*練習任務:*
a: QuickUnion算法說明的程式碼中,QuickUnion 類定義了哪些方法?請全部列出。
b: 請照原文抄錄QuickUnion算法說明,從“idp = self.find(p)”起,一直到“qf = quickunion.QuickUnion(10)”為止,結尾這幾個字也要抄入。

*提供段落:*
改進后的算法即是QuickUnion算法。我們同樣要用到 id 數組,只是這里的 id 放的是節點所在樹的根節點。

find(p): 返回的是 p 所在樹的根節點
union(p,q): 將 p 所在樹的根節點的 id 設為 q 所在樹的根節點

圖片.png

代碼實現:

# -*- coding: utf-8 -*-

class QuickUnion(object):
    id=[]
    count=0
    
    def __init__(self,n):
        self.count = n
        i=0
        while i<n:
            self.id.append(i)
            i+=1

    def connected(self,p,q):
        if self.find(p) == self.find(q):
            return True
        else:            
            return False
    
    def find(self,p):   
        while (p != self.id[p]):
            p = self.id[p]
        return p
    
    def union(self,p,q):
        idq = self.find(q)
        idp = self.find(p)
        if not self.connected(p,q):
            self.id[idp]=idq
            self.count -=1            
                               

類似的測試端代碼:

# -*- coding: utf-8 -*-

import quickunion

qf = quickunion.QuickUnion(10)

print "initial id list is %s" % (",").join(str(x) for x in qf.id)

圖像物件位置條目:
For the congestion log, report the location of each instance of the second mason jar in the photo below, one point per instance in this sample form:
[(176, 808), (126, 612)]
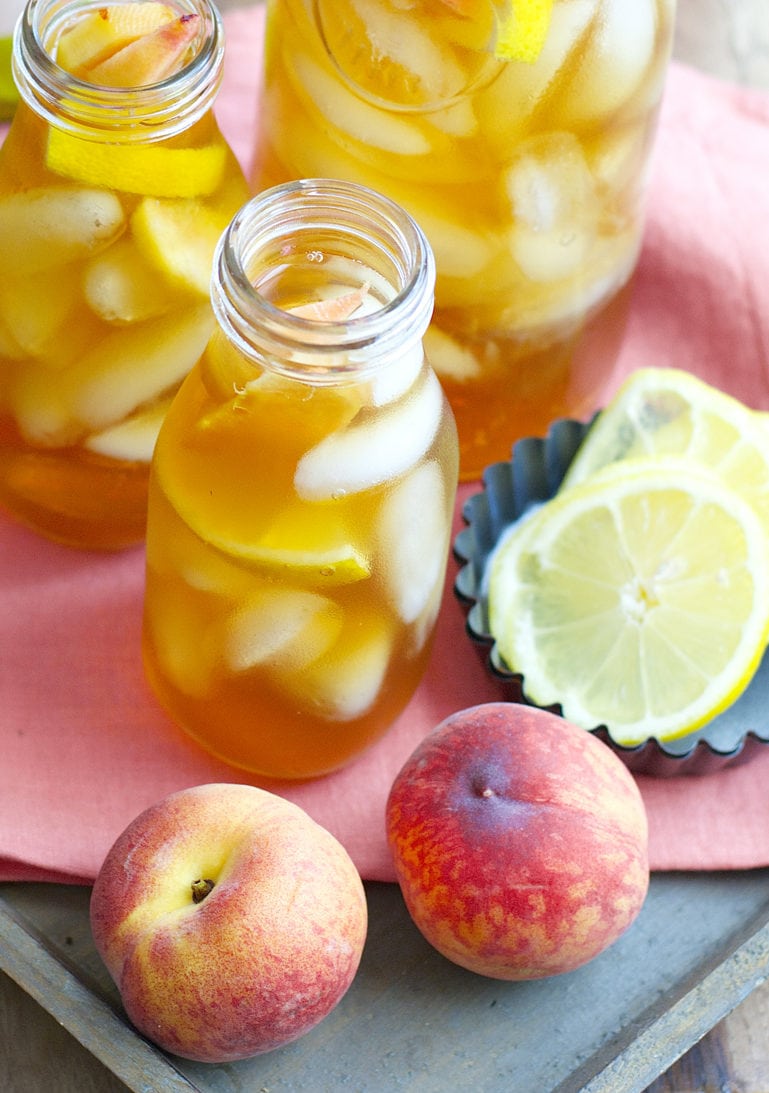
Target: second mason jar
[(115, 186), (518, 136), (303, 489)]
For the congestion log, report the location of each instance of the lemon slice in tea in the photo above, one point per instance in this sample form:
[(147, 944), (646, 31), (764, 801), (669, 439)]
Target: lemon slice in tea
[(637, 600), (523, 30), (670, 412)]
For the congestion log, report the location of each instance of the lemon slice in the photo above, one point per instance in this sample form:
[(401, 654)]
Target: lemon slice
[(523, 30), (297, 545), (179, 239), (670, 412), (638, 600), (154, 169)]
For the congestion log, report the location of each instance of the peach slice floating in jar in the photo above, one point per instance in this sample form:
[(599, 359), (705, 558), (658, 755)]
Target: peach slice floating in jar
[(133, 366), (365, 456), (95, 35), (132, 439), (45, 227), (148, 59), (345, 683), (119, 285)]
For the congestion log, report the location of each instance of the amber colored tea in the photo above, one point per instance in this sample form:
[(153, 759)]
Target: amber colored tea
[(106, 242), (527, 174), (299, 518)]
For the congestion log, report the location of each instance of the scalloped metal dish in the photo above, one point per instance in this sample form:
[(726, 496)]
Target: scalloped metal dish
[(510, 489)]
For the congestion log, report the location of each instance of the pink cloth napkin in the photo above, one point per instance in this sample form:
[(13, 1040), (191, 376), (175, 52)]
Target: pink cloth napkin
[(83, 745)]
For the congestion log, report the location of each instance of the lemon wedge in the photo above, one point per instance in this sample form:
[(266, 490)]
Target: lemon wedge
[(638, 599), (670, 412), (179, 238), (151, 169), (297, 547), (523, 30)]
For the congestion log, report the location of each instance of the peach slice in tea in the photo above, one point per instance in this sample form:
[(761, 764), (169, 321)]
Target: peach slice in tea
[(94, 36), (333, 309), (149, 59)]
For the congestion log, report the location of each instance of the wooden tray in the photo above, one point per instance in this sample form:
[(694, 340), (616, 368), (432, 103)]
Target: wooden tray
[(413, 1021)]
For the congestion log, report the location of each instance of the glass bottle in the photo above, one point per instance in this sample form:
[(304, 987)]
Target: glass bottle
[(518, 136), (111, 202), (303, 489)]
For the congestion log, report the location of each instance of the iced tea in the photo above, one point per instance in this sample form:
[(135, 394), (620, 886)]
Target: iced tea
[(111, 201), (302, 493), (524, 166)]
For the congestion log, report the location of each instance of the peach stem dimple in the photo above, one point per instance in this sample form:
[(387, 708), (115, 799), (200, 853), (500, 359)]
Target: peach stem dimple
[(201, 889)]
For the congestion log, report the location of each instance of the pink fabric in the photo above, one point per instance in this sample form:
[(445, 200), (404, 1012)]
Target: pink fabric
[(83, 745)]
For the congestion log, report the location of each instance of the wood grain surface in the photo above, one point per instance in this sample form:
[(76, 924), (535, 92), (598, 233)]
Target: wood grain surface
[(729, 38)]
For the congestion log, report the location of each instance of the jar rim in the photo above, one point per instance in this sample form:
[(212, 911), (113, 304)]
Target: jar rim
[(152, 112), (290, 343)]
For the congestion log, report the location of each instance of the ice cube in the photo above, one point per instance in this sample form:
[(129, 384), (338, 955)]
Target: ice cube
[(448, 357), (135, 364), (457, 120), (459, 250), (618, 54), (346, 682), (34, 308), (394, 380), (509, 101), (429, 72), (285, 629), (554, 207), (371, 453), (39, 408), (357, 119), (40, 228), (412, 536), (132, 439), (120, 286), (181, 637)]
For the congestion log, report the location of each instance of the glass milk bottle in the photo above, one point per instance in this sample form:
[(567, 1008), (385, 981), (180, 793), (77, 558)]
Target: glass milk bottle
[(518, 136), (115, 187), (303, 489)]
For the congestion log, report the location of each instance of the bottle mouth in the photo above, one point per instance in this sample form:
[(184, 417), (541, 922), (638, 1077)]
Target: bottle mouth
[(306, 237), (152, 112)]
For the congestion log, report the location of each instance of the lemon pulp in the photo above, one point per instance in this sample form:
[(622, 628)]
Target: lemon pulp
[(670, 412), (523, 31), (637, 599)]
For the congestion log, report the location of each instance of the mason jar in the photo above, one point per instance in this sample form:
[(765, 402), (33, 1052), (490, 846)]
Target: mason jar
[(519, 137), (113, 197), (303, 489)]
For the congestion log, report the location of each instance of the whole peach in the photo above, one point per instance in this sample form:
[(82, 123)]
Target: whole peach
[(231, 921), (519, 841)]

*完成答案:*
a: __init__、connected、find、union

b:
idp = self.find(p)
        if not self.connected(p,q):
            self.id[idp]=idq
            self.count -=1            
                               

類似的測試端代碼:

# -*- coding: utf-8 -*-

import quickunion

qf = quickunion.QuickUnion(10)